Christy Zink

Headshot of Christy Zink

Christy Zink

Assistant Professor of Writing - On Sabbatical


Contact:

Email: Christy Zink
Office Phone: (202) 242-5279
Ames Hall 2100 Foxhall Road, NW, Office 233 Washington DC 20007

Christy Zink is an assistant professor of writing at The George Washington University. She is a two-time recipient of a Literature Grant from the DC Commission on the Arts and Humanities and has twice been awarded fellowships from the Virginia Center for the Creative Arts. She holds an MFA in fiction writing from George Mason University and a BA from Emory University in English with an emphasis in writing. She is a former visiting scholar with the Centre for Sexuality, Race, and Gender Justice at the University of Kent in Canterbury, UK. As an experienced educational administrator, she has served as the director of the GW University Writing Center and the Deputy Director of the Writing in the Disciplines program at GW, and as the former director of the Writers in Sch0ols project for the PEN/Faulkner Foundation.

# # # #

» Exercise tasks:
a: List every university named in the faculty profile of Christy Zink.
b: In the faculty profile of Christy Zink, what degree does she hold from George Mason University?
c: Write the next part of the faculty profile of Christy Zink, beginning after its final sentence.

# # # #

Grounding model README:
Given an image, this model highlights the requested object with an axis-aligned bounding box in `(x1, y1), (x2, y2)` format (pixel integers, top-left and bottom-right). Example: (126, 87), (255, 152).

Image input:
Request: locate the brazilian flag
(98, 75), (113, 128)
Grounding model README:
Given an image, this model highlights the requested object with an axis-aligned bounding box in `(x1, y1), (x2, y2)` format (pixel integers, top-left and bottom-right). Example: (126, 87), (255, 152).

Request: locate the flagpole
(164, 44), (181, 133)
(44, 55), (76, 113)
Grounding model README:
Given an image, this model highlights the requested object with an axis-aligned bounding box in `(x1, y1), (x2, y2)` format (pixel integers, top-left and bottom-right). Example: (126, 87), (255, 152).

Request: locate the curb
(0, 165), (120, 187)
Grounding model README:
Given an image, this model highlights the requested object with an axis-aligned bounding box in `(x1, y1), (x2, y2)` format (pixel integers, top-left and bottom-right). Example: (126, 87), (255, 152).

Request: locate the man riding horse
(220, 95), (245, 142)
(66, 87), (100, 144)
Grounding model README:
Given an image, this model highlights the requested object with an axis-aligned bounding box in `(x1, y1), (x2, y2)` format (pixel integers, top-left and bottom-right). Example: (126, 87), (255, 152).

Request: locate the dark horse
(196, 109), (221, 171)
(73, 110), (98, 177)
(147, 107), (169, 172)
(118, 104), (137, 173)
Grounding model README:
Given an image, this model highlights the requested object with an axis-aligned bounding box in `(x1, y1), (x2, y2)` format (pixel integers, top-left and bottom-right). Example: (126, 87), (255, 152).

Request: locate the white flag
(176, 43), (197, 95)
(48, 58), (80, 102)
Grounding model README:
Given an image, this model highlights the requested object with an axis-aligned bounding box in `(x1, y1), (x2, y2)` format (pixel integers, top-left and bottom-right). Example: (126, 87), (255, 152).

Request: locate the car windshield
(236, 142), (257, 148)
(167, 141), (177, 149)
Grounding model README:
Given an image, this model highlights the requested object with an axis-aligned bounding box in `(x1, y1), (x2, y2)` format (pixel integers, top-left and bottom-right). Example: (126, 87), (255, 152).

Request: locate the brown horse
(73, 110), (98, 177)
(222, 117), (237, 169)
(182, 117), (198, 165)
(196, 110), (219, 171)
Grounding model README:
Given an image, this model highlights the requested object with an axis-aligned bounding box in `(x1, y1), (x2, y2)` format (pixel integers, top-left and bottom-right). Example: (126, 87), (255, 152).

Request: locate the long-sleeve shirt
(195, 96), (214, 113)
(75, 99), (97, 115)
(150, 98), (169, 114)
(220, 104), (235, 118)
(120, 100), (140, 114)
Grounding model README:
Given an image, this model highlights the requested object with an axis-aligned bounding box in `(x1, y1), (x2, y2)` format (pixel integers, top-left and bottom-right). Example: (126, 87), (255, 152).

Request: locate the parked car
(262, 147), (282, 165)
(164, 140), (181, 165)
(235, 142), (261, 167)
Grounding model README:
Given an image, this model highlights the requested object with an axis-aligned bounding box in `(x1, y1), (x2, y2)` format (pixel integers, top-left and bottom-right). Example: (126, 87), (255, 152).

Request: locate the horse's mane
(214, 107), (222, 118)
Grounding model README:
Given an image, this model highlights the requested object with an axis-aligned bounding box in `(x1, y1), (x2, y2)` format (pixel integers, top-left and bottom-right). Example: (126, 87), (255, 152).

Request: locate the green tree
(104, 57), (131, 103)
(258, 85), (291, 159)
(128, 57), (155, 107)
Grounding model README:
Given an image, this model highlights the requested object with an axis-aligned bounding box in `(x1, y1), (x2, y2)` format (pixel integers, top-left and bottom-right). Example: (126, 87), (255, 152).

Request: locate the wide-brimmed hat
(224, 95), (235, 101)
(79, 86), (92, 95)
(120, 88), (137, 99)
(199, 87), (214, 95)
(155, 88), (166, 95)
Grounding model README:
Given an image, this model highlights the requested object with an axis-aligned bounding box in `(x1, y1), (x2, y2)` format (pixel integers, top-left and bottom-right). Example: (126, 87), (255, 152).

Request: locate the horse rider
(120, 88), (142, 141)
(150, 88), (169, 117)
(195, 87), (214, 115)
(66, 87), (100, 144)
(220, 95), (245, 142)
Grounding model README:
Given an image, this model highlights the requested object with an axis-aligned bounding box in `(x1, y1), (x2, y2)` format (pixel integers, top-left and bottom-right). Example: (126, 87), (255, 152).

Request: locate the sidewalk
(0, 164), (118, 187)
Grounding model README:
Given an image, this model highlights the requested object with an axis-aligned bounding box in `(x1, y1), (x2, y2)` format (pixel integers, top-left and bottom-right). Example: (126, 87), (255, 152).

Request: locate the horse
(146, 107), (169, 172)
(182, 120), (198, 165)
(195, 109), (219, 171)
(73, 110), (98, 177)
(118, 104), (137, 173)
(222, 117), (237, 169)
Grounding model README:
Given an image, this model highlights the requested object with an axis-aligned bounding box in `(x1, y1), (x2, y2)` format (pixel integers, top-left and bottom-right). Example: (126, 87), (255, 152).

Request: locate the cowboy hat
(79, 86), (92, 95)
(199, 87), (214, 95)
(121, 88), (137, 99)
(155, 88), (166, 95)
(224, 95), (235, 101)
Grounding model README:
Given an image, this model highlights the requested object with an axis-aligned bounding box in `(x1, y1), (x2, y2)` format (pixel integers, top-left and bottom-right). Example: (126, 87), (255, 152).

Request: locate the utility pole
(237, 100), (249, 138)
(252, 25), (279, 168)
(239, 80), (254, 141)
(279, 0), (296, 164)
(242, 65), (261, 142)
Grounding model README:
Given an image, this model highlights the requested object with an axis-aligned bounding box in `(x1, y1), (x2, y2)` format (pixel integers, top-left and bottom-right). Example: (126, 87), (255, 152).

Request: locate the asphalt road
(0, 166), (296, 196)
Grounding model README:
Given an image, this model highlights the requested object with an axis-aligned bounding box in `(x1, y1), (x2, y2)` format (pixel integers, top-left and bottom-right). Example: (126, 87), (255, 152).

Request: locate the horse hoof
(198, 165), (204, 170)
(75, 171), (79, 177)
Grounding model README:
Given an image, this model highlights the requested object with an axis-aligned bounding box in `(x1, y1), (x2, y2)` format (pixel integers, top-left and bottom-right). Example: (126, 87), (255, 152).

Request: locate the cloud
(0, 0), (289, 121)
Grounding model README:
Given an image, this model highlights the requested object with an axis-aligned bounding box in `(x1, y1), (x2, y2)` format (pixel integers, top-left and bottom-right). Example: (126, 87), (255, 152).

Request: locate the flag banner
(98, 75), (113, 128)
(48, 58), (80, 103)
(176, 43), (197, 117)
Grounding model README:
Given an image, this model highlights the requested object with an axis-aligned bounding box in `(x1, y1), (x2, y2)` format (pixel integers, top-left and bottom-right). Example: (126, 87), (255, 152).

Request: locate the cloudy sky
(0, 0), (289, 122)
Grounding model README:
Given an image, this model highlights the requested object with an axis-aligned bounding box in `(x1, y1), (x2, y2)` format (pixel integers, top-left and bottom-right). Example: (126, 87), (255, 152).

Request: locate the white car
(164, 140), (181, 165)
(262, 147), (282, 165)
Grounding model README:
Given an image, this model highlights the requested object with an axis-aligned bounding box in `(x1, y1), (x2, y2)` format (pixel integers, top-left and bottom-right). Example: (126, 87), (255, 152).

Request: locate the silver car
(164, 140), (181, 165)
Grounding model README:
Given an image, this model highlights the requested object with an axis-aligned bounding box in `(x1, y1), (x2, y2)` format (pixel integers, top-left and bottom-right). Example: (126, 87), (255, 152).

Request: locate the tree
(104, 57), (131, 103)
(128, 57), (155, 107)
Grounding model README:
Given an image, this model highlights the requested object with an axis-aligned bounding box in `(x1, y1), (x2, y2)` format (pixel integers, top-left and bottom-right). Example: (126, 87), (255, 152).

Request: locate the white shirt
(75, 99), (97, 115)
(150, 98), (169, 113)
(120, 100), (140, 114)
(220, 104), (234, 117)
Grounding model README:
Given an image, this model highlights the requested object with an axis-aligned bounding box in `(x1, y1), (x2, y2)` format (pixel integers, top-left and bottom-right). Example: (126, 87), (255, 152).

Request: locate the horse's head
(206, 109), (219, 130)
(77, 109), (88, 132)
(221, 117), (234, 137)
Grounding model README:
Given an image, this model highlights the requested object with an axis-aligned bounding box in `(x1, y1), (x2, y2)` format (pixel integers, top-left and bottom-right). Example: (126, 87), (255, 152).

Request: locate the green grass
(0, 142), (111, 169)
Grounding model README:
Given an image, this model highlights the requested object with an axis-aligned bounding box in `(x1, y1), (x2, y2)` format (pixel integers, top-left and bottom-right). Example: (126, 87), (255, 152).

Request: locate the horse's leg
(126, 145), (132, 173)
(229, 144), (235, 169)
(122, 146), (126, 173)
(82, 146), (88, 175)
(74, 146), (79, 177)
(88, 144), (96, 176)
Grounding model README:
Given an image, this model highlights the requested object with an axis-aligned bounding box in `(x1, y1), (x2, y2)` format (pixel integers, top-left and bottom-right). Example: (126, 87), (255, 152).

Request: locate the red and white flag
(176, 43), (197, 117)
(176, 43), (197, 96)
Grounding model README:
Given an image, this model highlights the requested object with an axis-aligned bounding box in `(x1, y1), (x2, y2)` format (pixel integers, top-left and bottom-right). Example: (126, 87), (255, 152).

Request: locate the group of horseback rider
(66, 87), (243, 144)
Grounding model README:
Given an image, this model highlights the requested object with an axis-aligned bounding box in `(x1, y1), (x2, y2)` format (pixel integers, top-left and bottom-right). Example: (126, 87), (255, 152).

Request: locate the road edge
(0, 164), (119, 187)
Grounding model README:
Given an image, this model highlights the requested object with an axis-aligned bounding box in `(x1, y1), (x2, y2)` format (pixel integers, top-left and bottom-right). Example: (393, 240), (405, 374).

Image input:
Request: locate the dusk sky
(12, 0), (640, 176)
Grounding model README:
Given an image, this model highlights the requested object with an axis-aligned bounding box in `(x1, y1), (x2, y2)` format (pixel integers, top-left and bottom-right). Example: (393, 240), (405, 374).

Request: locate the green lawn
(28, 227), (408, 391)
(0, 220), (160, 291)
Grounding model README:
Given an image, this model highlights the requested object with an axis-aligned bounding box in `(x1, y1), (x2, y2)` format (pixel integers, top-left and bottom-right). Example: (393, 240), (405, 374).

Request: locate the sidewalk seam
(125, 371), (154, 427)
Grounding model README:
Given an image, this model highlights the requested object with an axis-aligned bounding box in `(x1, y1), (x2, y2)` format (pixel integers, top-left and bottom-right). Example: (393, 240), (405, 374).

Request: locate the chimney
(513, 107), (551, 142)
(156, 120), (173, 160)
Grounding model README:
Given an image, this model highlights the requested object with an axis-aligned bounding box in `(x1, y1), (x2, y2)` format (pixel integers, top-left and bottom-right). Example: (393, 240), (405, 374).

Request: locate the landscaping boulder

# # # #

» Answers to the problems:
a: The George Washington University, George Mason University, Emory University, University of Kent

b: An MFA in fiction writing.

c:
Her research work focuses on the intersections of women's real-life experiences and medical research, with particular attention to reproductive justice and women's health in America. Her current work in progress, Ghost in the Family, meets memoir with medical, historical, literary, and artistic archive in a series of interconnected essays that challenge prevailing cultural notions of abortion and mothering in opposition. Scholarly writing and conferences at major national and international conferences have focused on her additional research interests in critical pedagogy and creative leadership, particularly in multimodal writing, interdisciplinary curriculum development, and the interdependencies of critical and creative writing and teaching. Her writing work has appeared in such publications as American Literary Review, The Gettysburg Review, So to Speak: A Feminist Journal of Language and Art, Spoon River Poetry Review, and The Washington Post, as well as in the anthologies Writers Among Us and Electric Grace.

Through the GW writing program, she has taught courses focusing on a wide range of topics, including the medical humanities, documentary film, artists and urban life, and an upper-level pedagogy training course for writing consultants.